--- Text segment ---
◆ ◆ ◆
In many ways, the Democratic presidential race begins now. Iowa was a virtual tie and New Hampshire was a massive – although not unexpected – victory for Sanders. But Iowa and New Hampshire are two of the whitest electorates in the Democratic primary, and so they naturally favor Sanders, who polls well among college-educated whites but struggles mightily with minority voters.
More importantly, only 4 percent of the total delegates are up for grabs in the first four Democratic primaries, which means the race will be decided in March, when more than half of the delegates are on the line.
As the campaign shifts to South Carolina and beyond, race will become a central issue. Indeed, still reeling from the New Hampshire loss, the Clinton campaign is already preparing to shift their focus to African-Americans. According to a Politico report, the strategic pivot is underway:
“Clinton is set to campaign with the mothers of Trayvon Martin and Eric Garner, unarmed African-Americans who died in incidents involving law enforcement officers and a neighborhood watch representative, respectively. And the campaign, sources said, is expected to push a new focus on systemic racism, criminal justice reform, voting rights and gun violence that will mitigate concerns about her lack of an inspirational message.”
How effective Clinton’s overtures will be is difficult to say, but she’s already well-positioned: A recent NBC News/SurveyMonkey poll of national voters has Sanders leading Clinton by 2 points among white Democrats while Clinton leads Sanders by 43 points among black Democrats and 34 points among Hispanics. If this gap persists, Sanders is in trouble.
A Democrat needs the support of a majority of nonwhite voters to win both the nomination and a general election. Sanders knows this, and his campaign is working to make inroads in minority communities. His first post-New Hampshire campaign stop, for instance, was a visit with Al Sharpton in Harlem, a not-so-subtle sign of where his focus is now. The next two primaries are in South Carolina and Nevada, both of which have much larger minority populations than Iowa and New Hampshire. While there aren’t a lot of delegates at stake, Sanders performance in South Carolina and Nevada will be an early indicator of his ability to expand his voting base.
◆ ◆ ◆
--- What you should do ---
Could you continue the text on the Democratic primary race from where it stops?

--- Collected material ---
◆ ◆ ◆
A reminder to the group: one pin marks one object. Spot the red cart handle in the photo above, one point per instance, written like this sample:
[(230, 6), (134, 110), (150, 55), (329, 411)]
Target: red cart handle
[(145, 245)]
◆ ◆ ◆
--- Reply to the task ---
Part of Sanders’ problem, as his chief strategist Tad Devine concedes, is that he's not well-known in minority communities. But that can change quickly. “As they get to know him, as they get to know his story, as they begin to see his message and what he stands for,” Devine said, “I think he’s going to have a tremendous opportunity.” Devine sounds a bit quixotic, but he’s not necessarily wrong: Sanders can’t match Clinton in terms of name recognition, but his record and platform ought to have a much broader appeal.
Whether it’s raising the minimum wage to $15 an hour or imposing a tax on Wall Street speculators to pay for college tuition, Sanders is addressing problems that disproportionately impact Latino and African-American voters. Rhetorically, Clinton is doing her best to mimic him on these and other issues, but her record invites skepticism.
Writing in The Nation, Michelle Alexander argues that many black voters are supporting Clinton out of a misplaced sense of loyalty:
“Black voters have been remarkably loyal to the Clintons for more than 25 years. It’s true that we eventually lined up behind Barack Obama in 2008, but it’s a measure of the Clinton allure that Hillary led Obama among black voters until he started winning caucuses and primaries. Now Hillary is running again. This time she’s facing a democratic socialist who promises a political revolution that will bring universal healthcare, a living wage, an end to rampant Wall Street greed, and the dismantling of the vast prison state – many of the same goals that Martin Luther King Jr. championed at the end of his life. Even so, black folks are sticking with the Clinton brand.”
Alexander’s piece is nuanced and worth reading on its own, but her thesis is straightforward: Substantively speaking, the Clintons have done very little to earn the loyalty of black voters. Bill Clinton, despite his reputation, was a disaster for black America. He unraveled social safety nets while embracing “Reagan’s agenda on race, crime, welfare and taxes – ultimately doing more harm to black communities than Reagan ever did.”
I don't agree that Clinton was worse than Reagan on this front, but there’s no question he betrayed African Americans in the name of political expediency. Clinton mastered the art of dog-whistling to racist working-class whites, however, and so he never received the criticism he deserved. He also doubled down on the drug war, which led to “the largest increase in federal and state prison inmates of any president in American history,” the majority of which were brown and black people. His support of the federal “three strikes” law was equally disastrous. Much of this was part of Clinton’s anti-crime agenda, which appealed to white Reagan voters but utterly destroyed black communities. (Sanders, as Alexander acknowledges, voted for the 1994 crime bill - as did the majority of Congressional Democrats - but he opposed welfare reform and bank deregulation, both of which Hillary supported.)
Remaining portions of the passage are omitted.